— START OF MATERIAL PROVIDED —

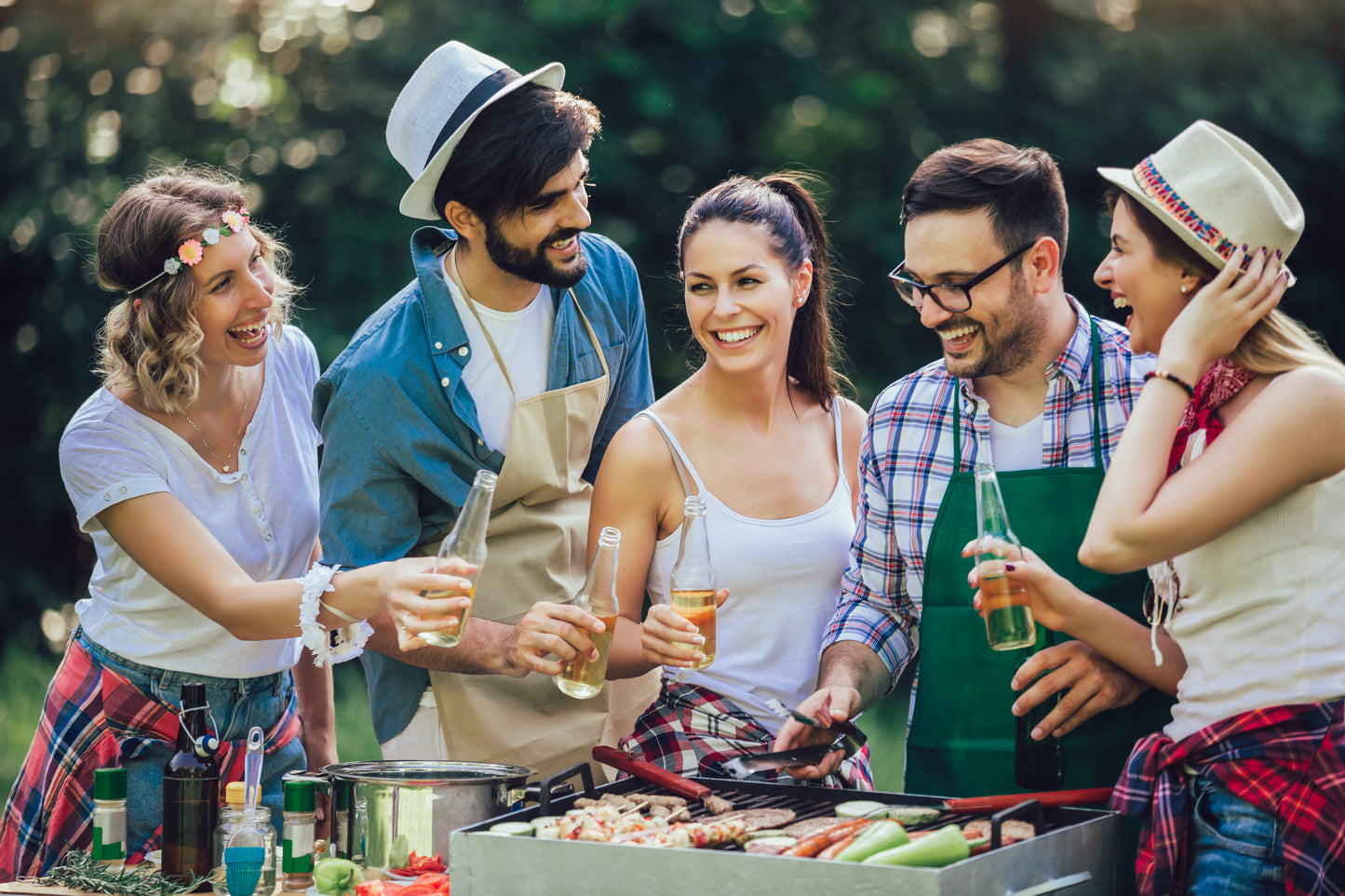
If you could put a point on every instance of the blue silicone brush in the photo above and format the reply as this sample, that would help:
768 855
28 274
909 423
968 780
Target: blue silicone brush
245 852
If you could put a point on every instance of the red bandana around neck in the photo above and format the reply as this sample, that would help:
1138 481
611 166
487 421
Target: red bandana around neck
1220 382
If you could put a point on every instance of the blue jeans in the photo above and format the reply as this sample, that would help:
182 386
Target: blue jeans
235 703
1235 848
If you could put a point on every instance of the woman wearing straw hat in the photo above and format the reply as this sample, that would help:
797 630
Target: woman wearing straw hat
1230 486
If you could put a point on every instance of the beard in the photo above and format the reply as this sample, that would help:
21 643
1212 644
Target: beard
1008 341
532 264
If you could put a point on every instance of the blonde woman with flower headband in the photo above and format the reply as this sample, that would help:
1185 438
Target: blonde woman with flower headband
1230 486
194 471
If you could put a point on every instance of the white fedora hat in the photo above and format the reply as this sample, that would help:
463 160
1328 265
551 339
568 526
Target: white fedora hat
1217 193
438 104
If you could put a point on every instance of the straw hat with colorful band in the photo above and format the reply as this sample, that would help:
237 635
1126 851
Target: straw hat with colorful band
193 250
436 108
1217 193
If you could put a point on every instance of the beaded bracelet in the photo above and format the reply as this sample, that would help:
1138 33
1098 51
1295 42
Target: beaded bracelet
1172 377
327 646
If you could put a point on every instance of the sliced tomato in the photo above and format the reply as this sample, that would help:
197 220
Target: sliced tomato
417 889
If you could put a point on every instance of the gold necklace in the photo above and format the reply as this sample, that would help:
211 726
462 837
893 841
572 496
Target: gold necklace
237 436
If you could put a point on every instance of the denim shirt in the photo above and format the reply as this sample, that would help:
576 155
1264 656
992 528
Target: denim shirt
399 429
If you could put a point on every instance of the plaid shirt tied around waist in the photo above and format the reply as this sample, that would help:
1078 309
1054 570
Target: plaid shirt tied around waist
93 718
694 730
1286 760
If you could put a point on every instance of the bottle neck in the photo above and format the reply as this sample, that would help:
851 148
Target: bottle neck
470 530
600 587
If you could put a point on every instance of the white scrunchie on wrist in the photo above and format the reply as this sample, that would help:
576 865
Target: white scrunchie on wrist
336 646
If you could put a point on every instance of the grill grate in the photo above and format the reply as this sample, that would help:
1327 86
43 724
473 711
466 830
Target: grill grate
803 799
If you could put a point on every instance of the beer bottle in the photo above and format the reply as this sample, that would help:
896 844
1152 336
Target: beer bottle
1005 604
693 582
583 677
1039 765
191 791
467 541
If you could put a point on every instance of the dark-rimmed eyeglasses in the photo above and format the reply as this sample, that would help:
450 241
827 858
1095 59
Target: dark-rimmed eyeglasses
949 296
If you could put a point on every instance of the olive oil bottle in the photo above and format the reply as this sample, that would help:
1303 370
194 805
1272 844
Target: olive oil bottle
191 791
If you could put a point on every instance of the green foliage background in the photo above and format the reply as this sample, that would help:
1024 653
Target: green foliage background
293 96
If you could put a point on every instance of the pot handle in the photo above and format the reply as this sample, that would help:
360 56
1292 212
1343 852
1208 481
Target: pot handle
552 787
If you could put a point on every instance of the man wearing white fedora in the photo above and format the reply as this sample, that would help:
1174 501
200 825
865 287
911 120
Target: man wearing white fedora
519 347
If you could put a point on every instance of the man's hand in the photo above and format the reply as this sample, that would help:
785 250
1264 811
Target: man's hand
837 703
559 630
1090 681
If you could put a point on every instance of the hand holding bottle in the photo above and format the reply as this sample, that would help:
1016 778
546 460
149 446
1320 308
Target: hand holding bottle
668 638
1054 599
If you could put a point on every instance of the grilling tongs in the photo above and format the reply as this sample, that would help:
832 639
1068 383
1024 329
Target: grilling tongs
849 742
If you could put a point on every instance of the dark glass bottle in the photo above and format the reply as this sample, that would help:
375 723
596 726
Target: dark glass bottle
191 791
1039 765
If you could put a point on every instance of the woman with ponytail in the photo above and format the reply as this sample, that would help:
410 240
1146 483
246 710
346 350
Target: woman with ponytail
763 435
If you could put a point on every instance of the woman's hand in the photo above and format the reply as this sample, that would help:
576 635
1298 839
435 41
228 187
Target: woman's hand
1217 317
670 640
1055 600
407 587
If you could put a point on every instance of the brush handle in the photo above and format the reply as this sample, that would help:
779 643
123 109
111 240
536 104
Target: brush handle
251 771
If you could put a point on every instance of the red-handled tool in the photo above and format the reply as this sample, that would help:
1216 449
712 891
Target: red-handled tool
1048 799
664 778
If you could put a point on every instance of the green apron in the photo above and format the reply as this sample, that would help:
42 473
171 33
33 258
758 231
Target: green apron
962 732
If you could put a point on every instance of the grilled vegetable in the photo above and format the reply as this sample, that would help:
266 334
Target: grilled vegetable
860 808
879 837
814 844
910 815
943 847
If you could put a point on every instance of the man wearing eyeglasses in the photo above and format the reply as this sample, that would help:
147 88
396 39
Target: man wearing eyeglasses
1030 377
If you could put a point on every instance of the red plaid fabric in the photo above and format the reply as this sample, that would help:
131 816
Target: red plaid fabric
93 717
1286 760
693 730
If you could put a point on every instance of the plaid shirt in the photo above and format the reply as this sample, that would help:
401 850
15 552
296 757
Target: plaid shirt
907 459
91 718
693 730
1286 760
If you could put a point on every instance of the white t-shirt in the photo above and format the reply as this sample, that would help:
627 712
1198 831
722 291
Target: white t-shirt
785 576
1262 614
263 515
523 340
1017 447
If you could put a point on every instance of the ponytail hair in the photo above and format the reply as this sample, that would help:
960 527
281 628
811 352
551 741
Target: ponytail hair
785 208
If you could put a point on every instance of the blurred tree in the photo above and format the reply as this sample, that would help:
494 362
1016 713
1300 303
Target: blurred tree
293 94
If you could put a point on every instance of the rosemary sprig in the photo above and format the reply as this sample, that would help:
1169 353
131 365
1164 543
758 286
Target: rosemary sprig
79 871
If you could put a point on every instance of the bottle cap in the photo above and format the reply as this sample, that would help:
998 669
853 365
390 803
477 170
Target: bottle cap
300 794
109 783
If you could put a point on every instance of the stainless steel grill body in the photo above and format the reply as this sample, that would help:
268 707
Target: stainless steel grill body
1079 854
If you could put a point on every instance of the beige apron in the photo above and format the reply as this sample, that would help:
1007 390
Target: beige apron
537 541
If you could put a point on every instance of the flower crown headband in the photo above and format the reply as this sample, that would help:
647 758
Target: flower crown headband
191 250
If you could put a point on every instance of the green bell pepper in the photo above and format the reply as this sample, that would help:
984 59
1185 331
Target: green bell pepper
879 837
336 876
943 847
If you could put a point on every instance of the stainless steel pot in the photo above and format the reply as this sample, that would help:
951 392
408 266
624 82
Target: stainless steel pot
374 802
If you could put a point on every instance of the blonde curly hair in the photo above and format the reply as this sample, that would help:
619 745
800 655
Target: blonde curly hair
148 341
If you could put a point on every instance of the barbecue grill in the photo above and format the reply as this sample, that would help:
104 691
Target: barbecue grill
1075 852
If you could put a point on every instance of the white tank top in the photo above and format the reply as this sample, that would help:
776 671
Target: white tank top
785 582
1262 615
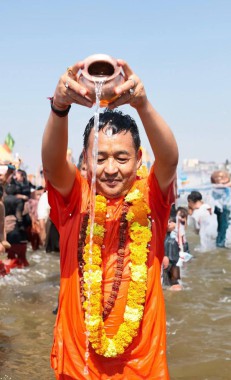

— END OF MATERIAL PROVIDED —

* WHAT THE TASK ASKS
How many lines of the listing contain the string "grate"? Reply with the number alone.

* WORKED SOLUTION
2